■ **WHAT YOU SHOULD DO**
An exact copy is needed of each line from the one including "the window with" through the last line of the entries, both ends counted, with nothing added.

■ **SOURCE INFORMATION**
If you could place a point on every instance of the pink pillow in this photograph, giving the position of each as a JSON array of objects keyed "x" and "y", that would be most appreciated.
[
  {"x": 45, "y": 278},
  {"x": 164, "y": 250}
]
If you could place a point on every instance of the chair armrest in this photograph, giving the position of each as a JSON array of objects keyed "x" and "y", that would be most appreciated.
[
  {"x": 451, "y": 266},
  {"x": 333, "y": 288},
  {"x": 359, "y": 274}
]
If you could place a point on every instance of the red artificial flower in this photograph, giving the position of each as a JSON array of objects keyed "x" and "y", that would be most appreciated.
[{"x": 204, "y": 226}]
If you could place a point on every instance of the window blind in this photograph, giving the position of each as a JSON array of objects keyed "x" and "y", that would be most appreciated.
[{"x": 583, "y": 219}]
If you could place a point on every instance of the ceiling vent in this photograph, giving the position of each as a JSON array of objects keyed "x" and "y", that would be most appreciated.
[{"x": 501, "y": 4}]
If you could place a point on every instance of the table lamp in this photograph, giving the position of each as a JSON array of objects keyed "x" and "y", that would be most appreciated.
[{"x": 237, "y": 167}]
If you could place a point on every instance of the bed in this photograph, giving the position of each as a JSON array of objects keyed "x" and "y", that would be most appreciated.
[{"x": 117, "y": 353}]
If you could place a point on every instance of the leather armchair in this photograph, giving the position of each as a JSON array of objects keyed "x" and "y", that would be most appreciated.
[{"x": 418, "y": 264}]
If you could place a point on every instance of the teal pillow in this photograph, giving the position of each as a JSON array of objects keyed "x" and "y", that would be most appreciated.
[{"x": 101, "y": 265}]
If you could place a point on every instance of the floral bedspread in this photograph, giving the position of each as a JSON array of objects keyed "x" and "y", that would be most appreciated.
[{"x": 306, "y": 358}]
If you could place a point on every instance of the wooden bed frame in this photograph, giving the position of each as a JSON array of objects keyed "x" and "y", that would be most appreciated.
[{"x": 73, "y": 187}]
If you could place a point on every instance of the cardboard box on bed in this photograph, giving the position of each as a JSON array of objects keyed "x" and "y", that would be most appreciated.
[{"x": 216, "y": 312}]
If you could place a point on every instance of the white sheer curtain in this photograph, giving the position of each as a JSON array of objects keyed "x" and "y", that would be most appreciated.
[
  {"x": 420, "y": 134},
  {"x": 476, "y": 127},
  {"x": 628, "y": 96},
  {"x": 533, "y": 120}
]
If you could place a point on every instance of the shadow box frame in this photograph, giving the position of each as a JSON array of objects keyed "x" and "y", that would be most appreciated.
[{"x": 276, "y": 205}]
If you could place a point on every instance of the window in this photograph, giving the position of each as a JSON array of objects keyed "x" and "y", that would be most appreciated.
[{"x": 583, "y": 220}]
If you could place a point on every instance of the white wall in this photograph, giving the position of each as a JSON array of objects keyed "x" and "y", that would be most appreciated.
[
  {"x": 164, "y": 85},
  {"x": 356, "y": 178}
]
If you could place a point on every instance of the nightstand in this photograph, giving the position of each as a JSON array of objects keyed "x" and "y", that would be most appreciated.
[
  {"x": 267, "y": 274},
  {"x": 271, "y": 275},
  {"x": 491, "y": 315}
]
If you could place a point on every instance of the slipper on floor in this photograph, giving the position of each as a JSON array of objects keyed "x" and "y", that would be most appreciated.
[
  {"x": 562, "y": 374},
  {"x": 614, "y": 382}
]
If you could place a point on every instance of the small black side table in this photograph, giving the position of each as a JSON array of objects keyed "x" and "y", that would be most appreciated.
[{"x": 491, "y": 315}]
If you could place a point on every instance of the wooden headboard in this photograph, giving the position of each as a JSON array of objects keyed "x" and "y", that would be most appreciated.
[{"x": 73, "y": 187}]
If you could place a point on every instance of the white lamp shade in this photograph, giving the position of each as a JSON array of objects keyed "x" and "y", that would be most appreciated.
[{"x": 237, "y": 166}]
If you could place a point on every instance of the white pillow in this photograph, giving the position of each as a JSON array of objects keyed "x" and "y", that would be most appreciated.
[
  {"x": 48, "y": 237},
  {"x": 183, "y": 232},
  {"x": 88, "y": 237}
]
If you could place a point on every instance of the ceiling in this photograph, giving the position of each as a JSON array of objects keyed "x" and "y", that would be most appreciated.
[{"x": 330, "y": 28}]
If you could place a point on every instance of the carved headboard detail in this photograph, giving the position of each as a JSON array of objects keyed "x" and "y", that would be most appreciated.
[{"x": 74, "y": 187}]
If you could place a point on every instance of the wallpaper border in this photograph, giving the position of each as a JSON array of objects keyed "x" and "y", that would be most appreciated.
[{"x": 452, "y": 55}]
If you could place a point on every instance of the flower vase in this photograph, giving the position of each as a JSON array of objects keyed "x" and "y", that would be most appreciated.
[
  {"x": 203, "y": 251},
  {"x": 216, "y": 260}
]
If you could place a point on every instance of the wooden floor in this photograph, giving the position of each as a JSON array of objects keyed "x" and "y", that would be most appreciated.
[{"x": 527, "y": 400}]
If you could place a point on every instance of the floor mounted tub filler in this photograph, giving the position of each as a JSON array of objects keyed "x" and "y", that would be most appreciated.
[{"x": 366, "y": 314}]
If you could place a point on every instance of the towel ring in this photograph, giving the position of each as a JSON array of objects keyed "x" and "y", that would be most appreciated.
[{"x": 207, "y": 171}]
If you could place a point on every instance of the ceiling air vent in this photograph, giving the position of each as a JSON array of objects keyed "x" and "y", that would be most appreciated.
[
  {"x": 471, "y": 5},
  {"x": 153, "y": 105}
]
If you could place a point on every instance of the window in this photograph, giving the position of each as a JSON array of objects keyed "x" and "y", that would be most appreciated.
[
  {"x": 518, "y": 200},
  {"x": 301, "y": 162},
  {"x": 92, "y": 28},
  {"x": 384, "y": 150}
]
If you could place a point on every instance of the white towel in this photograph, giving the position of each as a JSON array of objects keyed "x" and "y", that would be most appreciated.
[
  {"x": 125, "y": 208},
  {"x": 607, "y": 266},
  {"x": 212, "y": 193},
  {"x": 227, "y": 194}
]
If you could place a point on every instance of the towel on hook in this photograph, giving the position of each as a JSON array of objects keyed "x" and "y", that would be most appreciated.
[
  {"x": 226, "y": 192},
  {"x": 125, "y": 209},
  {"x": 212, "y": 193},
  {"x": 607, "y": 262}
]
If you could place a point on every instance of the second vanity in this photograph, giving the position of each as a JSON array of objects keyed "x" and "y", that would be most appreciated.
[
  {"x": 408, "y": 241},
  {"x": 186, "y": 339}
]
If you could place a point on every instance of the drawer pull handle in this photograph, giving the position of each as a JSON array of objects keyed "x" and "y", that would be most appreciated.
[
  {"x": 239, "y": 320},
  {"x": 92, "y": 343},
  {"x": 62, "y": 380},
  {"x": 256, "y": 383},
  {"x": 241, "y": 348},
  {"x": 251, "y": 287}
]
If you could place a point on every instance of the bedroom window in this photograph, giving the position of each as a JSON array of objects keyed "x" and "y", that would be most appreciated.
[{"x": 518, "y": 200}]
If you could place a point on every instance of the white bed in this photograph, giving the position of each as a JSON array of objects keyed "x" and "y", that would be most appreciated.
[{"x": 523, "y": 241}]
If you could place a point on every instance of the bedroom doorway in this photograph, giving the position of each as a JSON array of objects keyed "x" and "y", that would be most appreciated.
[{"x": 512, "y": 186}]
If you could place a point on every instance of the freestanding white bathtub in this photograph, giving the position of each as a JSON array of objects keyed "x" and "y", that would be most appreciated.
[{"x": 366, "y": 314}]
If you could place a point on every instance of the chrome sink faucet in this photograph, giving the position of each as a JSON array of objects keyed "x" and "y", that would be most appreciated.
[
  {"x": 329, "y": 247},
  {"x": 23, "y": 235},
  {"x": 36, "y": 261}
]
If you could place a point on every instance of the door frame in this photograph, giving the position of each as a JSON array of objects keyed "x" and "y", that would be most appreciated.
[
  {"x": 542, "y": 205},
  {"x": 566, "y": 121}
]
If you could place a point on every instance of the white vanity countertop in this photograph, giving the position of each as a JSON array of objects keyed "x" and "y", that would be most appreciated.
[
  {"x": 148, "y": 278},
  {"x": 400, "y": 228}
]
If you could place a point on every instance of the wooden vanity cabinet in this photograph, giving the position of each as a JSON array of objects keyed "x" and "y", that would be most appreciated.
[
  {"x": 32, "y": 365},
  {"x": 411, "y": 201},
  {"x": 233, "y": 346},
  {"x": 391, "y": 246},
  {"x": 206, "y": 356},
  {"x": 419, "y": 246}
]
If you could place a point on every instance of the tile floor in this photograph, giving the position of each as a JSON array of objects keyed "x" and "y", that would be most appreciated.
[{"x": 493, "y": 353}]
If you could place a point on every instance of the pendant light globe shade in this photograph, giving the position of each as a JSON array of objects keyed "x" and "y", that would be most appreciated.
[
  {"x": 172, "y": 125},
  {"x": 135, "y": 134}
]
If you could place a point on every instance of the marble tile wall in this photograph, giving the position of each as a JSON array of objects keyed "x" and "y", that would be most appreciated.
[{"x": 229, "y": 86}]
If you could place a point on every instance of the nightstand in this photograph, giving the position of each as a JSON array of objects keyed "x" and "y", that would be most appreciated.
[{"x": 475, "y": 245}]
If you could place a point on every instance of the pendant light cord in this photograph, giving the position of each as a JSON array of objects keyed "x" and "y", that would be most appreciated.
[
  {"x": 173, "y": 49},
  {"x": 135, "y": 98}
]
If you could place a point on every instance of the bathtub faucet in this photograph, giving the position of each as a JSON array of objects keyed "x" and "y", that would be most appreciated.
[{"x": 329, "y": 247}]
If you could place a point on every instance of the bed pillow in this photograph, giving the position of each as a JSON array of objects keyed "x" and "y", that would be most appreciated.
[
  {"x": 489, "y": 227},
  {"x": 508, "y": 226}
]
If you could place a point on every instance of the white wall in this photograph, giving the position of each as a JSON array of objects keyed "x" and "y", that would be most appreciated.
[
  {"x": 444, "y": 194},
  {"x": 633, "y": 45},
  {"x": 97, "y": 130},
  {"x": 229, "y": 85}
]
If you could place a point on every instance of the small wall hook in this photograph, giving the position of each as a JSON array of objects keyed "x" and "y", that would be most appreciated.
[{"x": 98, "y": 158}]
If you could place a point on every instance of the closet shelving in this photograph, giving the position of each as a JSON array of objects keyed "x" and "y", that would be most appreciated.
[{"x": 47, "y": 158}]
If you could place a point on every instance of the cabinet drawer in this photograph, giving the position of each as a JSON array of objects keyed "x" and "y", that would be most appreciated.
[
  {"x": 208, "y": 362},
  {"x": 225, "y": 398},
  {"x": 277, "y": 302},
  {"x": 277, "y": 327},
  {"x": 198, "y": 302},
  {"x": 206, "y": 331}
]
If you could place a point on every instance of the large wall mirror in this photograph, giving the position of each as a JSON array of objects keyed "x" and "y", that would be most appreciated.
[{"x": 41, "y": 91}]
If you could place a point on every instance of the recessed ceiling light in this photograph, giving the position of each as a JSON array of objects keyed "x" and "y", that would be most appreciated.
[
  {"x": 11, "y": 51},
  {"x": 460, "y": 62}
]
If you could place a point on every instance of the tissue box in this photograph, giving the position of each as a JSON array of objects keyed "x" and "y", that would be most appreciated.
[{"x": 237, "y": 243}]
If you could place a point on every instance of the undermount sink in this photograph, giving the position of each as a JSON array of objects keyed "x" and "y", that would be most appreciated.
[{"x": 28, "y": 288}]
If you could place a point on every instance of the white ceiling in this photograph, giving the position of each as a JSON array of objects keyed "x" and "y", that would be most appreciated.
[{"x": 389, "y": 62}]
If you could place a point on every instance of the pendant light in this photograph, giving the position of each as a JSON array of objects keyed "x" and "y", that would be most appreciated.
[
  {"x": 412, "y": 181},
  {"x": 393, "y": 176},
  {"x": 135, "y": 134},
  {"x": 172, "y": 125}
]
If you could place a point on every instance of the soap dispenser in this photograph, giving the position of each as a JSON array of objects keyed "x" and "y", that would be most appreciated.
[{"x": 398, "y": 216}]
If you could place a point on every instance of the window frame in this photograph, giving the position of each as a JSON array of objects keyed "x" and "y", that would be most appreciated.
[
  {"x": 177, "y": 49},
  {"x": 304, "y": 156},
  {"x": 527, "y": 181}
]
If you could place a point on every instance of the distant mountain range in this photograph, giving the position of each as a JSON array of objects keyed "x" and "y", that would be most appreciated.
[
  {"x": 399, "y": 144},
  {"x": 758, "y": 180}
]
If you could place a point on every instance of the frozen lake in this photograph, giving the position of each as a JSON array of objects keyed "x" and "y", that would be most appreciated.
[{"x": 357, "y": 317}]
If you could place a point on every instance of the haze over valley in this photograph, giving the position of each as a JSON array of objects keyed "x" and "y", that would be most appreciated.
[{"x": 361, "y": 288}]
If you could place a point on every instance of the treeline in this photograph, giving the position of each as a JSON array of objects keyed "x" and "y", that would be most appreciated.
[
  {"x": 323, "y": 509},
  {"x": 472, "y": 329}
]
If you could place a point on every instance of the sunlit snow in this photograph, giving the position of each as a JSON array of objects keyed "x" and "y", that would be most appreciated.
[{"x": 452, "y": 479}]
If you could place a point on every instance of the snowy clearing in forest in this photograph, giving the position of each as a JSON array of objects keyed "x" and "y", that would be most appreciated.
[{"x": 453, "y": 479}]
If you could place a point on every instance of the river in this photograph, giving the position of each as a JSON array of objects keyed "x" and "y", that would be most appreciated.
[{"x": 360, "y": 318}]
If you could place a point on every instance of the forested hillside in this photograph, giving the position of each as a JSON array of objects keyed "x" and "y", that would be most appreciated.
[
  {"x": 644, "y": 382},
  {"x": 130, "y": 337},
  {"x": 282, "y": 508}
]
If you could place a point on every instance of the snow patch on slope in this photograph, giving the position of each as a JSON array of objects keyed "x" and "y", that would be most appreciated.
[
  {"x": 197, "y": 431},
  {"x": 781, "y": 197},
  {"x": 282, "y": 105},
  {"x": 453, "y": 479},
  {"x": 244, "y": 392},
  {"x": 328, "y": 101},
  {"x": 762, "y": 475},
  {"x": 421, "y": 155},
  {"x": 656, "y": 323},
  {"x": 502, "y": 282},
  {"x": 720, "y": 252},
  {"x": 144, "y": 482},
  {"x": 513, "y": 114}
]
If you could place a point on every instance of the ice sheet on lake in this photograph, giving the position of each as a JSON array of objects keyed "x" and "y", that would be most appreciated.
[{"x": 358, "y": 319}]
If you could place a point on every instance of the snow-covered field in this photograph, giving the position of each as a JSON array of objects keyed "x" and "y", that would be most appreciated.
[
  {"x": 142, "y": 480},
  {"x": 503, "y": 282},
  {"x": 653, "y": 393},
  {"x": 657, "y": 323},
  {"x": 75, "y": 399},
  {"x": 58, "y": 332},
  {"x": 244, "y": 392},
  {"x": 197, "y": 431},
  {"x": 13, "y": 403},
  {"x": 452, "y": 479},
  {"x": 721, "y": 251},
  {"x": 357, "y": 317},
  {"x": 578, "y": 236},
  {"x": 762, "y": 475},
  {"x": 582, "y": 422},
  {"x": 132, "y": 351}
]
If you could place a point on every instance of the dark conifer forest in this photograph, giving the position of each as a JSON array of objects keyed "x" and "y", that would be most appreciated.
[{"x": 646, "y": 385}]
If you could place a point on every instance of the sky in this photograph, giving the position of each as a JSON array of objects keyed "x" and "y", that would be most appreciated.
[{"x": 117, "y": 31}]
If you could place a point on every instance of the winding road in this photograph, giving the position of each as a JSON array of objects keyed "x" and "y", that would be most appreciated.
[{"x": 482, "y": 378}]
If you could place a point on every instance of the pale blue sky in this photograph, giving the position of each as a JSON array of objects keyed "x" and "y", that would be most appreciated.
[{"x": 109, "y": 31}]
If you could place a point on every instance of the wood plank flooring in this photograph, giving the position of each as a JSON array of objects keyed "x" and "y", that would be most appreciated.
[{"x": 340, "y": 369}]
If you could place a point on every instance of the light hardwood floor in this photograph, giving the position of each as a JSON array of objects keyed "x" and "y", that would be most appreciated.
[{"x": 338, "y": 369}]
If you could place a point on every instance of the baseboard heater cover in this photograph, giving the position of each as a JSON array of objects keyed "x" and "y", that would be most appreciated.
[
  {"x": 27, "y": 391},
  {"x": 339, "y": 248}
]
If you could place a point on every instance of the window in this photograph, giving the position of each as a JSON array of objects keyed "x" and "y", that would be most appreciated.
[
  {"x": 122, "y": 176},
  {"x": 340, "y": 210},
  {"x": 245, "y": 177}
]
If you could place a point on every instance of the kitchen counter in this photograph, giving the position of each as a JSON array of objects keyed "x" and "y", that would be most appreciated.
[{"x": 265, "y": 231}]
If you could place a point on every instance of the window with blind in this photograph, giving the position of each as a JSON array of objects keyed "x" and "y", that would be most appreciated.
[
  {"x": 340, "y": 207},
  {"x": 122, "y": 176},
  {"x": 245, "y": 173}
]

■ **SOLUTION TO THE PROBLEM**
If you could place a point on every instance of the window with blind in this photograph, giving the position of each as a JSON array of objects keyed "x" and "y", that would be most appreciated.
[
  {"x": 340, "y": 207},
  {"x": 122, "y": 176},
  {"x": 245, "y": 173}
]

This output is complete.